start
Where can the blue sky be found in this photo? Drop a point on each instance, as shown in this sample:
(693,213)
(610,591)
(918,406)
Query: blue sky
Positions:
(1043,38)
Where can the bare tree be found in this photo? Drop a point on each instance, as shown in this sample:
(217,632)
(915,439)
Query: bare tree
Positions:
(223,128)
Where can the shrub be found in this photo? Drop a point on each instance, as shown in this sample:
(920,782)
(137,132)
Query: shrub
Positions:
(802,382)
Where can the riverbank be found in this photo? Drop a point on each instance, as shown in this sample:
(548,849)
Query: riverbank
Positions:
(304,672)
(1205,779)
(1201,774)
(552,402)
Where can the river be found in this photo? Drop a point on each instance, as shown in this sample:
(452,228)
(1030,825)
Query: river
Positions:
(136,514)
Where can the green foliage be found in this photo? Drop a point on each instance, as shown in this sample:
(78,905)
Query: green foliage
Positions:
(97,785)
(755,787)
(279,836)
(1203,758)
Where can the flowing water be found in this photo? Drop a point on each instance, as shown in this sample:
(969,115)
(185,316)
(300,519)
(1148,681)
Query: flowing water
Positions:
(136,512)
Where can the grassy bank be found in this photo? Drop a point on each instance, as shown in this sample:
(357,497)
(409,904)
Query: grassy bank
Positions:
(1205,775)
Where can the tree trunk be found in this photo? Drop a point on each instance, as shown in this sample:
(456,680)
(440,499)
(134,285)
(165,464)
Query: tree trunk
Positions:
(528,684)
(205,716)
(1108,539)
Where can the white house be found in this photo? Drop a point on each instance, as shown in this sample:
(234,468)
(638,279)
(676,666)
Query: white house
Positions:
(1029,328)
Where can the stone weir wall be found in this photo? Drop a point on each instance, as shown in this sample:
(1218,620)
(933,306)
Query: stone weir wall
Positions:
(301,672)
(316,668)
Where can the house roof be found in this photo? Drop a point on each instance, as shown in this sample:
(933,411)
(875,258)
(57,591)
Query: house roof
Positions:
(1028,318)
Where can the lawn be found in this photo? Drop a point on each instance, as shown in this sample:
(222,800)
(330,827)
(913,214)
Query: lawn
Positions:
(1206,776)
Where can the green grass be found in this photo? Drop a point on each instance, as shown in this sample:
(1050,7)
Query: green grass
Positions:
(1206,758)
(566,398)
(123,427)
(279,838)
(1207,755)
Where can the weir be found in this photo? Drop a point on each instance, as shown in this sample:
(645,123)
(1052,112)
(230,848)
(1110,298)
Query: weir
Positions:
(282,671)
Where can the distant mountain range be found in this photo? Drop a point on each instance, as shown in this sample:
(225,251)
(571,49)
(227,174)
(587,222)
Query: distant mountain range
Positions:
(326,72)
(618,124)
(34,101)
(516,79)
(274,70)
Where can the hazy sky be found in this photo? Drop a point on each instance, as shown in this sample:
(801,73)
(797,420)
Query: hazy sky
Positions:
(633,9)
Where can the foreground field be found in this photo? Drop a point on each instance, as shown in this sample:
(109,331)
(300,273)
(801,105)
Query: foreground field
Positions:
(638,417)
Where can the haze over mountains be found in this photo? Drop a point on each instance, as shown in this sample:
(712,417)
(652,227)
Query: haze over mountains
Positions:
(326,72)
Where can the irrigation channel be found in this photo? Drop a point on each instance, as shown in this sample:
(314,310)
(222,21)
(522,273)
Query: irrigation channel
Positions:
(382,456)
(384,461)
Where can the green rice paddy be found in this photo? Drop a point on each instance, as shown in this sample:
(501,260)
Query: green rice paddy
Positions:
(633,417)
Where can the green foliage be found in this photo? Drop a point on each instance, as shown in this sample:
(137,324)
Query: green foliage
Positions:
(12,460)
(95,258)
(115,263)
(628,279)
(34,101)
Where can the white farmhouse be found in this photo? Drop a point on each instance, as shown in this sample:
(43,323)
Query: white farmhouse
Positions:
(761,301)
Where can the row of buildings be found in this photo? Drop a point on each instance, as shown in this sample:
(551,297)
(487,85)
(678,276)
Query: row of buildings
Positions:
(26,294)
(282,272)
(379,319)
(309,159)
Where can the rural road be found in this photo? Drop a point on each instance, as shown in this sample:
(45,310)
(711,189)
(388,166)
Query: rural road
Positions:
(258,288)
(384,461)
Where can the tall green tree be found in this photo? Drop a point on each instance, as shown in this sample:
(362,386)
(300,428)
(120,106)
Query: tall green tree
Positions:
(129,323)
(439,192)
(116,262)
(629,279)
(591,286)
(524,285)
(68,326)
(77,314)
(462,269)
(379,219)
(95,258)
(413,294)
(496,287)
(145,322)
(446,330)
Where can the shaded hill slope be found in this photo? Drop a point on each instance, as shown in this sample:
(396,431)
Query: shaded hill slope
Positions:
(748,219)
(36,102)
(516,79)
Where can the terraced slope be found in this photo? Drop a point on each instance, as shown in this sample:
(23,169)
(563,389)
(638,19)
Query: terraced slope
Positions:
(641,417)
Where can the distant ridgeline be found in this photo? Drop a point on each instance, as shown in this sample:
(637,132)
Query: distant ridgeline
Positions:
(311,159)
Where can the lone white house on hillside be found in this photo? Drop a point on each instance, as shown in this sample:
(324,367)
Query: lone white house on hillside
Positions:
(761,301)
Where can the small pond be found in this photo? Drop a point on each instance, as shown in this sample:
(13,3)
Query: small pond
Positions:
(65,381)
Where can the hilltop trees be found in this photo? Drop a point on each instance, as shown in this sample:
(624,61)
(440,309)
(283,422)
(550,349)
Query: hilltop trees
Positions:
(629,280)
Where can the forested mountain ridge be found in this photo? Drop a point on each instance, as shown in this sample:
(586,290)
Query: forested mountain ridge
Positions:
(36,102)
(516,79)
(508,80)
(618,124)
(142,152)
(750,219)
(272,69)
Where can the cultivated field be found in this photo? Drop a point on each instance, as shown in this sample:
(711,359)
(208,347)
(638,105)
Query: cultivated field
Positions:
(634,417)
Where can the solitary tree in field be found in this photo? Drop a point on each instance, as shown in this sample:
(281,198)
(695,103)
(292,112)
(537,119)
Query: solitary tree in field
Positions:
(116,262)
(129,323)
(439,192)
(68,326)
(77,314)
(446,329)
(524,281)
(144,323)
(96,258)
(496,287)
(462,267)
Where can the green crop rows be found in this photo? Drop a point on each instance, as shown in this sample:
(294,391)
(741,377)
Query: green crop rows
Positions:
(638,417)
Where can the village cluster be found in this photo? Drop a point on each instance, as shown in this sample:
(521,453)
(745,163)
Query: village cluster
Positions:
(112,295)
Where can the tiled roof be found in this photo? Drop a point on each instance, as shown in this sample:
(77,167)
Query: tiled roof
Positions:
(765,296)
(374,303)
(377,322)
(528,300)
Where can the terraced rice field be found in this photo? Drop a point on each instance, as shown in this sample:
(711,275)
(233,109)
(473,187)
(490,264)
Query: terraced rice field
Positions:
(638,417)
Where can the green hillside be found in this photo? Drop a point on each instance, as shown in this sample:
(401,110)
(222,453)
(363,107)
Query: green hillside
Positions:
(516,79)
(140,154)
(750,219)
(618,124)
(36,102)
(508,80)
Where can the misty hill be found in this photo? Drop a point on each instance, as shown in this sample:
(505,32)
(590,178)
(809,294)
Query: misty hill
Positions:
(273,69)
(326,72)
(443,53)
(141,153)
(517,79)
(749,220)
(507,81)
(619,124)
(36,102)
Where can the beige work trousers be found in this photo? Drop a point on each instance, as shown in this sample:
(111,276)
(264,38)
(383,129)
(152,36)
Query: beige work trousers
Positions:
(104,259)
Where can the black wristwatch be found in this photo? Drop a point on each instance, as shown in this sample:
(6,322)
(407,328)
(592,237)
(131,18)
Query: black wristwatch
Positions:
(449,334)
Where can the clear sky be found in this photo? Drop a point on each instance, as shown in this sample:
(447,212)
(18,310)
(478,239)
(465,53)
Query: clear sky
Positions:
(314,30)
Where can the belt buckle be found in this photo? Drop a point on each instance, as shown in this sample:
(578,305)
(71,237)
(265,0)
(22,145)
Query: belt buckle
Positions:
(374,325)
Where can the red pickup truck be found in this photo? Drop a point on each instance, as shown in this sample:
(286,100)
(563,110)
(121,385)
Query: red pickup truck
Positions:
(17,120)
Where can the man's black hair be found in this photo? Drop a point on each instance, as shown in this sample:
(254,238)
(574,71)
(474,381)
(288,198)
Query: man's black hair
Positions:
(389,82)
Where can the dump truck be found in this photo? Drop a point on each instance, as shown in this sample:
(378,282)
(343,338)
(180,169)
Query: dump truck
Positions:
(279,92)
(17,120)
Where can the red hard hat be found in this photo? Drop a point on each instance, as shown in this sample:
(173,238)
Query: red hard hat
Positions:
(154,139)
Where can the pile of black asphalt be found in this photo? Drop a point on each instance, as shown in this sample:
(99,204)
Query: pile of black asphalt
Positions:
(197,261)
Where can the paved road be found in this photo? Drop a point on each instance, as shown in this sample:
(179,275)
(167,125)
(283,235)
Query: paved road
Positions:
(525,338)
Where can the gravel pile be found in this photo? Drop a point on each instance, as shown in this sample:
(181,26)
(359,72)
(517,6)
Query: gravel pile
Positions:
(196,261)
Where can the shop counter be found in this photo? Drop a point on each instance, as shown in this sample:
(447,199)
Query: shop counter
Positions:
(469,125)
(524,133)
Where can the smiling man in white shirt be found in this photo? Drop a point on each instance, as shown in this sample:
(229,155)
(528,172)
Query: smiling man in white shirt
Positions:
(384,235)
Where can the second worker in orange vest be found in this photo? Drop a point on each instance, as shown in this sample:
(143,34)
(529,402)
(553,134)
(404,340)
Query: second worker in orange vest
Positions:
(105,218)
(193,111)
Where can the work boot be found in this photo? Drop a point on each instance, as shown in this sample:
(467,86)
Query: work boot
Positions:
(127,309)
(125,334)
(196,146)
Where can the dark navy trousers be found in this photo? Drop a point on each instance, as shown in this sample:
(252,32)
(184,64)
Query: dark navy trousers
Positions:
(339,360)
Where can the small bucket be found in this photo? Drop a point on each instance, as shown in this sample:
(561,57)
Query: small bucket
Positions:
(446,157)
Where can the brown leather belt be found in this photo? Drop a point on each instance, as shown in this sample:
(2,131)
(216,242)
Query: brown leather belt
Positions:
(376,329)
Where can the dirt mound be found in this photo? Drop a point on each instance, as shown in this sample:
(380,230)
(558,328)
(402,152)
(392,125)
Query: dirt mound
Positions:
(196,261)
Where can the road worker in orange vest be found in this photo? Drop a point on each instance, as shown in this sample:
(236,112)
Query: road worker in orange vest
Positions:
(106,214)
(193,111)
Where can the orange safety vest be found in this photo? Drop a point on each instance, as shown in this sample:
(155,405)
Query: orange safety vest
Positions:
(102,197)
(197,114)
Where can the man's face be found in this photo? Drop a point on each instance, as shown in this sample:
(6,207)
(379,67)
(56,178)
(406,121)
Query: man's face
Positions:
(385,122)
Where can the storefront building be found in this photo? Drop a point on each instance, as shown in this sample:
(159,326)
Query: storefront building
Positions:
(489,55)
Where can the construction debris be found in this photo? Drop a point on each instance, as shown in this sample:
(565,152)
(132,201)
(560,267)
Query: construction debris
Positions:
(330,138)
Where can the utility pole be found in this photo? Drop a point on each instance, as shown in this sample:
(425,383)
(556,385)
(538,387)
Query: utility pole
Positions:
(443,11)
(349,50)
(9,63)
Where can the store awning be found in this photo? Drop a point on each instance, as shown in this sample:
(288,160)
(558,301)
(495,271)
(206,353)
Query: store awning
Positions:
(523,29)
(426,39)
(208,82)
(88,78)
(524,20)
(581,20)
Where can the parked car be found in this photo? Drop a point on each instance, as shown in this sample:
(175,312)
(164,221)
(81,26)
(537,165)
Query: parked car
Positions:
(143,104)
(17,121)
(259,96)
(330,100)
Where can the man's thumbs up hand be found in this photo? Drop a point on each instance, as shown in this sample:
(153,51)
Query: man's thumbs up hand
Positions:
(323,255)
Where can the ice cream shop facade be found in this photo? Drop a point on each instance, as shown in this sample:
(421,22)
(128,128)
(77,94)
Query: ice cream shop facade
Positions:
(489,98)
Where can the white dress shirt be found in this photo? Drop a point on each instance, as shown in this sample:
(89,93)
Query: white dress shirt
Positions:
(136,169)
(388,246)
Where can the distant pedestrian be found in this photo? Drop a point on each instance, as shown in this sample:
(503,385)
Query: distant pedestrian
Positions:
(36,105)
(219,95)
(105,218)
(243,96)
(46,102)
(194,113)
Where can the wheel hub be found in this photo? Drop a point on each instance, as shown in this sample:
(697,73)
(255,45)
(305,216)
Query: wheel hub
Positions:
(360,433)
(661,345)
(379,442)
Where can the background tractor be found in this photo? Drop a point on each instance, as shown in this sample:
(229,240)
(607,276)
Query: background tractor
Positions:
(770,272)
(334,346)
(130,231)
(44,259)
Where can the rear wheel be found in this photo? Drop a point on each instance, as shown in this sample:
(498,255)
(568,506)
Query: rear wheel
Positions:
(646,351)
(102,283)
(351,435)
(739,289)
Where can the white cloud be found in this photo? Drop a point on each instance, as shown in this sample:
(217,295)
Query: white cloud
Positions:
end
Task to complete: Repeat exactly the lines above from the line that contains "Where can the wheel" through the end. Include both of these ends; leave out everything else.

Finished exercise:
Where can the wheel hub be found in this photo? Drop a point on each instance, as shown in this sample:
(697,73)
(255,45)
(305,216)
Query: wheel hub
Positions:
(360,433)
(661,345)
(379,442)
Where can the background tractor be found in this photo? Drop a point on each instance, as shown in this sample:
(229,240)
(607,276)
Query: background tractor
Positions:
(770,272)
(334,346)
(130,231)
(44,259)
Where can the rear wheel be found in this photo? Drop a point on each instance, as shown in this sample:
(498,255)
(568,506)
Query: rear wheel
Positions:
(646,351)
(102,283)
(351,435)
(739,289)
Where can the white cloud be found in this photo? Drop a point on each instance, as shown in this sample:
(217,295)
Query: white cloud
Positions:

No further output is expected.